>> Start Source data

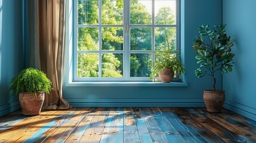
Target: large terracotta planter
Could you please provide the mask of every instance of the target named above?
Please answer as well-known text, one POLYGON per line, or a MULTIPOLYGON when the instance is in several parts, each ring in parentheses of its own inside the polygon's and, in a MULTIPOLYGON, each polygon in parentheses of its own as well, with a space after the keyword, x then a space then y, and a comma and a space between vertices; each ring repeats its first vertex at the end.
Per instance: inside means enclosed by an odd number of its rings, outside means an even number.
POLYGON ((220 113, 225 101, 225 91, 203 91, 203 101, 208 111, 220 113))
POLYGON ((160 79, 162 82, 168 83, 170 82, 174 76, 174 72, 172 68, 165 69, 163 71, 158 73, 160 79))
POLYGON ((44 92, 36 92, 36 97, 27 92, 20 92, 18 100, 24 115, 35 116, 40 114, 44 101, 44 92))

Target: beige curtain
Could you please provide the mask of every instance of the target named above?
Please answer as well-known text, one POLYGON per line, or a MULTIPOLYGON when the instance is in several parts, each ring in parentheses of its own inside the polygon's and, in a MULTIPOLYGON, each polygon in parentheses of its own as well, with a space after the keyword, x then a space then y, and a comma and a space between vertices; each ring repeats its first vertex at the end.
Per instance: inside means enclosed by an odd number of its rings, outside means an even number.
POLYGON ((43 109, 66 109, 62 97, 66 0, 28 0, 30 66, 41 70, 53 82, 43 109))

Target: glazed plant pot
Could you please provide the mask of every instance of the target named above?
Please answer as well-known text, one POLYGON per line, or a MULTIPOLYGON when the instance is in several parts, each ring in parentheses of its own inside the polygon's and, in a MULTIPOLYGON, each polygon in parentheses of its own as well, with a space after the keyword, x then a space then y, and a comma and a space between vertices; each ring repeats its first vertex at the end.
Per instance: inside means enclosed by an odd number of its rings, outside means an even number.
POLYGON ((18 100, 24 115, 35 116, 40 114, 44 101, 44 92, 37 92, 30 94, 27 92, 20 92, 18 100))
POLYGON ((159 72, 158 74, 162 82, 168 83, 172 80, 174 76, 174 72, 172 68, 165 69, 163 71, 159 72))
POLYGON ((225 101, 225 91, 205 90, 203 91, 203 101, 208 111, 220 113, 225 101))

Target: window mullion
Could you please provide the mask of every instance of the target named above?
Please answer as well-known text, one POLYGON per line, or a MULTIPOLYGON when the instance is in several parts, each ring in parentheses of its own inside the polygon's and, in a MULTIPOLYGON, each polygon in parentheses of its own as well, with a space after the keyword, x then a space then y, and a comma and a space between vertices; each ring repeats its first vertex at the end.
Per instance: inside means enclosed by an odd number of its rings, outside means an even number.
POLYGON ((130 75, 129 60, 129 1, 124 1, 124 78, 127 80, 130 75), (128 26, 125 29, 125 26, 128 26), (127 32, 127 33, 125 33, 127 32))
POLYGON ((102 77, 102 58, 101 58, 101 47, 102 47, 102 32, 101 32, 101 0, 98 0, 98 77, 102 77))
POLYGON ((152 67, 153 67, 153 63, 154 63, 155 61, 155 0, 152 0, 152 67))

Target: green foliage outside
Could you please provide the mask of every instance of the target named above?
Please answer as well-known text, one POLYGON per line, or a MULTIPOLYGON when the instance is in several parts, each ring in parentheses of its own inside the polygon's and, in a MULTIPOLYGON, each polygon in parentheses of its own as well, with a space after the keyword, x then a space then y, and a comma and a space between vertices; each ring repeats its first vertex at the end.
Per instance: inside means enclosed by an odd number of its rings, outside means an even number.
POLYGON ((29 92, 30 94, 44 91, 47 94, 52 90, 51 82, 46 74, 36 69, 29 67, 20 72, 13 78, 7 92, 13 91, 13 95, 20 92, 29 92))
MULTIPOLYGON (((102 1, 102 24, 122 25, 123 1, 102 1)), ((78 1, 78 20, 79 24, 98 24, 98 1, 78 1)), ((152 24, 152 16, 145 5, 137 0, 130 1, 131 24, 152 24)), ((175 24, 175 17, 170 7, 164 7, 156 14, 156 24, 175 24)), ((78 51, 95 51, 123 50, 123 27, 79 27, 78 29, 78 51), (98 34, 102 33, 102 46, 99 48, 98 34)), ((151 27, 130 29, 130 49, 150 51, 165 51, 175 48, 175 27, 156 27, 155 46, 152 45, 151 27), (153 48, 152 48, 153 46, 153 48)), ((123 77, 123 54, 79 53, 78 55, 78 77, 123 77), (101 58, 101 71, 98 68, 98 56, 101 58)), ((151 73, 152 55, 149 54, 131 54, 130 76, 149 77, 151 73)))
POLYGON ((212 77, 212 91, 215 91, 215 72, 221 74, 232 71, 233 58, 235 54, 231 53, 235 40, 226 33, 226 26, 214 26, 210 29, 209 25, 202 25, 198 29, 199 36, 196 36, 193 48, 198 55, 196 58, 200 67, 195 73, 198 78, 205 76, 212 77), (203 70, 205 69, 206 70, 203 70))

>> End Source data

## Exercise goal
Rewrite every line from the one containing "Target: beige curtain" down to the one containing "POLYGON ((43 109, 66", both included, shifting each polygon coordinate by adding 81 to it and leaving all other text unchanged.

## Full response
Target: beige curtain
Could you please provide the mask of every instance of the target named above?
Please answer as well-known text, one POLYGON per line, or a MULTIPOLYGON when the instance is in several parts, each ring in parentheses of its own inside the polygon's and, in a MULTIPOLYGON, each polygon in parentheses of its own as well, with a space after the keyword, x then a space then y, and a comma and a space between vertices; each ring repeats its first vertex at the end.
Per instance: inside means enclosed by an odd number of its rings, outside means an even number.
POLYGON ((124 190, 147 190, 143 178, 147 81, 109 81, 111 147, 122 151, 134 163, 124 190))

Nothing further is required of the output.